__SET EXERCISE__. Reproduce each of the following items word for word, with no changes.

Stored data:

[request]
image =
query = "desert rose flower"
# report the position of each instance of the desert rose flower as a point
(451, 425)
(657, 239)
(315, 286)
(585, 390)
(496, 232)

__OUTPUT OF THE TASK__.
[request]
image =
query = "desert rose flower"
# report the position of each instance of the desert rose flower as a point
(451, 425)
(657, 239)
(315, 286)
(585, 390)
(496, 232)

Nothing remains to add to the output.